Source passage:
[Start of section]
So while the city’s infrastructure crumbles and its social and commercial vitality inexorably wastes away, the council sprays money on pet causes such as  cycleways (cost: $334 million) and virtue-signalling gestures on climate change – to say nothing of the comically misnamed Let’s Get Wellington Moving, which has become a synonym for expensive and futile dithering.

A striking example of the council’s resources being hijacked in pursuit of a radical political agenda – one not remotely connected with the concerns of ratepayers – is the proposed three-day wananga (forum) entitled Imagining Decolonisation, paid for by the council and promoted by councillor Tamatha Paul.

Official Information Act requests reveal that this “call to action” – the organisers’ own phrase – will cost Wellington ratepayers $35,000, including $6000 for something called cultural consultancy services. (That rumbling you just heard was the gravy train passing by.)

The quoted cost of the event should be treated as a starting figure because it doesn’t include time spent by council officials. But how the ratepayers will benefit from discussions about what “an equitable future in a decolonised Aotearoa could look like” isn’t clear.

Councillors who had the audacity to ask why the council was paying for an event that Cr Sean Rush described as radical and subversive were brushed off with bland assurances that different opinions could be voiced safely at the wananga and “held with care”, whatever that may mean. But it’s a fair bet that dissenting voices would have been firmly excluded had  councillors Rush and Nicola Young not started asking awkward questions. That was obvious from a council official’s acknowledgement that the postponement of the event due to Covid-19 would enable “wider participation”.

Whether the event will go ahead now that its true nature has been exposed (no thanks to the mainstream media, which have obligingly ignored the controversy) remains to be seen. In the meantime, there are important questions to be asked – such as, can Wellington rediscover and reclaim its mojo?
[End of section]
Saved entries:
[Start of section]
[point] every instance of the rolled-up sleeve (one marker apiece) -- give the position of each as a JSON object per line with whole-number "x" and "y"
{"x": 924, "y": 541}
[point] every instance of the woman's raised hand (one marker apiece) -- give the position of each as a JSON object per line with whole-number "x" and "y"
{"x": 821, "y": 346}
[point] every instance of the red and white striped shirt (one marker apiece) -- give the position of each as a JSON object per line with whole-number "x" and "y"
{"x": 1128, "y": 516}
[End of section]
What the task asks: According to the Wellington council passage, how much will the Imagining Decolonisation wananga cost Wellington ratepayers? The records have no connection to the Wellington council passage.

Response: $35,000, including $6000 for cultural consultancy services.